» TEXT EXTRACT
============================================================

An open source library for benchmarking one-step retrosynthesis. This README is mainly for one-click benchmarking on existing/new reaction datasets. For serving retrosynthesis models, please refer to README_serving.md.
We used the RetroXpert version of USPTO datasets (https://github.com/uta-smile/RetroXpert/tree/main/data). We mostly followed the recommended or default hyperparameters without tuning, which we found to be sufficiently robust. These are probably not universally optimal for any dataset, and we leave the turning to the users.

============================================================

» TASK LIST
[A] Rename "metal bar" to "steel rod" in the rows, covering everything from the line containing "Each instance receives one keypoint. Mark the burning" down through the end of the rows, and reproduce those lines with nothing else changed.
[B] Go on with the README for the retrosynthesis benchmarking library, picking up right after its final sentence.
The text above and the rows that come after it are unrelated to each other.

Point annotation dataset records

============================================================

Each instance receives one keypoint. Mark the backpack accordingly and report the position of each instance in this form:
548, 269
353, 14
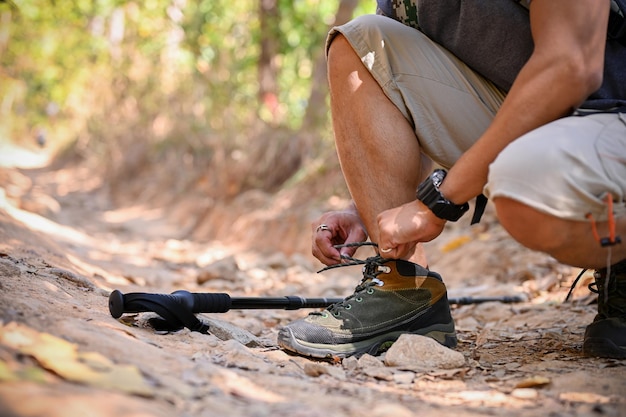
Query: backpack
458, 25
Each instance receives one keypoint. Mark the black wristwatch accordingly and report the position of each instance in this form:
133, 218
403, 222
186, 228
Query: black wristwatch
429, 194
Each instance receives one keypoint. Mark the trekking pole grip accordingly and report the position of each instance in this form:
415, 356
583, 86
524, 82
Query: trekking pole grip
138, 302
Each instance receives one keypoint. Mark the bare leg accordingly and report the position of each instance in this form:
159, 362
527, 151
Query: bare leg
570, 242
379, 154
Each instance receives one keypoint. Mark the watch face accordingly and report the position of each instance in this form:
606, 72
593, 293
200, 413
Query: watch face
437, 177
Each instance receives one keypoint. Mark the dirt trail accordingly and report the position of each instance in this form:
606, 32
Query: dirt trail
63, 249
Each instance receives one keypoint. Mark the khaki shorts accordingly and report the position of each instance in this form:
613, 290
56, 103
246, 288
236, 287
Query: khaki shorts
564, 168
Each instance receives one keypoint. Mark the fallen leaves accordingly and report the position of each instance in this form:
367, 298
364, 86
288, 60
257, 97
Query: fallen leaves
65, 360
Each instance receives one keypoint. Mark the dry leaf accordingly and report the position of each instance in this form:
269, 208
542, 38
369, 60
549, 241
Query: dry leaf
533, 382
64, 359
455, 243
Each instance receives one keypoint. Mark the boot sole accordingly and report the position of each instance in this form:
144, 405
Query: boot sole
442, 333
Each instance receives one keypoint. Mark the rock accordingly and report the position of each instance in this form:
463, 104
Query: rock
367, 361
235, 355
315, 369
422, 353
226, 331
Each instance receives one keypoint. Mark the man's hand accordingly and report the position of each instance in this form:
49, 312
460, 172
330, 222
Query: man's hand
336, 228
401, 228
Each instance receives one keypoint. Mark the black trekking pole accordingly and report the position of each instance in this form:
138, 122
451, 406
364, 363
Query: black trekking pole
179, 308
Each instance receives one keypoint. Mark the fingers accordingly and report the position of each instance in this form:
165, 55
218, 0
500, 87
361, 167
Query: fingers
322, 245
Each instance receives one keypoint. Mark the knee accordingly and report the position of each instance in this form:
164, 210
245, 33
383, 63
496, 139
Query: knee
532, 228
338, 53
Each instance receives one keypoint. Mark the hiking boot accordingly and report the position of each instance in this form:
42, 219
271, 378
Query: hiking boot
606, 336
394, 297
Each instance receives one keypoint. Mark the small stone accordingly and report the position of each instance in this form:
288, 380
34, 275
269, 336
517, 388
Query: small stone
412, 351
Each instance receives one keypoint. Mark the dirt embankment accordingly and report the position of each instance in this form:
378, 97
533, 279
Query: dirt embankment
63, 248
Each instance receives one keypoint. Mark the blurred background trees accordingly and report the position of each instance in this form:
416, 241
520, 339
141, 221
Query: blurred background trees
233, 91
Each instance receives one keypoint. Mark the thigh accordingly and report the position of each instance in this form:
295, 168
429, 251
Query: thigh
448, 104
566, 168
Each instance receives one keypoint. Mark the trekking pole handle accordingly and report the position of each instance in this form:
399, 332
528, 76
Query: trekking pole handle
193, 302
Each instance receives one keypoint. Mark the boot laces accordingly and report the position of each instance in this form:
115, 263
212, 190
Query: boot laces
606, 286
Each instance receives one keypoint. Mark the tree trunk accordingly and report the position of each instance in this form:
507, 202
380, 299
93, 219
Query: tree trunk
268, 89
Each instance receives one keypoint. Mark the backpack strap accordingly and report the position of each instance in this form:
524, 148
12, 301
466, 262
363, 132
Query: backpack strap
617, 22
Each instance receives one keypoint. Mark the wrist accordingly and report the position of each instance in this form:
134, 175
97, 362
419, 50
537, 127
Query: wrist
430, 195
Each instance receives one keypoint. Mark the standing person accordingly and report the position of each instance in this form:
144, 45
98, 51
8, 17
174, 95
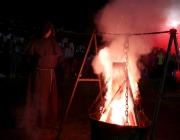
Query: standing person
160, 63
41, 104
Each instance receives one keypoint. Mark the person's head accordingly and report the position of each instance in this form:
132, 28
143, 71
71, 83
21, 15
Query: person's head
48, 29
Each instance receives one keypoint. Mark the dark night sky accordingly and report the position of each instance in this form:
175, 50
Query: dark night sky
75, 15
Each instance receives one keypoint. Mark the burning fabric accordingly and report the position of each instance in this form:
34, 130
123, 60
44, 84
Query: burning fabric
122, 94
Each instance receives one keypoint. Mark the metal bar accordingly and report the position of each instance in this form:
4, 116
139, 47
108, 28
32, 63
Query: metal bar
72, 95
176, 47
169, 95
161, 86
162, 32
83, 79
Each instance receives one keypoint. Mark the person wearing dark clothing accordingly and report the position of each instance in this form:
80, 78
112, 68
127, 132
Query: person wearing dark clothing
172, 67
41, 104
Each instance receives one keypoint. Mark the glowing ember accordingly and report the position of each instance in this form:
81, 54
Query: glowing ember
121, 92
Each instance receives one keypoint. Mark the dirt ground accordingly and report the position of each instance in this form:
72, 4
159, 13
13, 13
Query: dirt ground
76, 125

============================================================

» ANSWERS FOR THE EXERCISE
[A]
Each instance receives one keypoint. Mark the burning fabric accordingly and report the position of each instance in this form:
34, 130
123, 60
44, 84
Query: burning fabric
122, 94
Each instance receives one keypoint. Mark the steel rod accordingly and report the position of each instance in this form:
4, 116
139, 47
108, 28
32, 63
Query: steel rod
72, 95
176, 47
169, 95
161, 86
162, 32
83, 79
Each instance receives one keypoint. Mark the person wearing dark clothing accordingly and report the position of each instance in this form:
80, 78
112, 68
127, 132
Query: person wearing dark clothing
172, 67
41, 104
Each instance receives one keypoint. Mark the glowing ember accordingly and report the position of each instance in this form:
81, 54
Query: glowing ember
121, 92
Each instance receives one keypoint. Mark the dirt ground accordingly and report the position of each instance in this form:
72, 4
159, 13
13, 13
Query: dirt ground
76, 125

[B]
Accuracy (%) | Top-1 | Top-2 | Top-3 | Top-5 | Top-10 | Top-20 | Top-50 |
---|---|---|---|---|---|---|---|
NeuralSym | 45.5 | 59.7 | 67.1 | 74.6 | 81.6 | 84.9 | 85.7 |
GLN | 51.8 | 62.5 | 68.8 | 75.9 | 83.4 | 89.3 | 92.3 |
Transformer | 43.4 | 53.9 | 58.5 | 63.0 | 67.1 | 69.4 | - |
RetroXpert | 45.4 | 55.5 | 59.8 | 64.1 | 68.8 | 72.0 | - |
Accuracy (%) | Top-1 | Top-2 | Top-3 | Top-5 | Top-10 | Top-20 | Top-50 |
---|---|---|---|---|---|---|---|
NeuralSym | 43.6 | 54.8 | 59.8 | 64.6 | 68.9 | 71.4 | 72.2 |
Transformer | 44.5 | 55.6 | 60.3 | 65.1 | 69.6 | 72.1 | - |
RetroXpert | 39.7 | 47.2 | 49.9 | 52.3 | 54.9 | 56.9 | - |
Building the Docker for benchmarking requires GPU support, which will speed up training with any models in general. First follow the instruction on https://docs.nvidia.com/datacenter/cloud-native/container-toolkit/install-guide.html to install the NVIDIA Container Toolkit (a.k.a. nvidia-docker2). Then run
docker build -f Dockerfile_gpu -t openretro:gpu .
Note: please rebuild the Docker before running if there is any change in code.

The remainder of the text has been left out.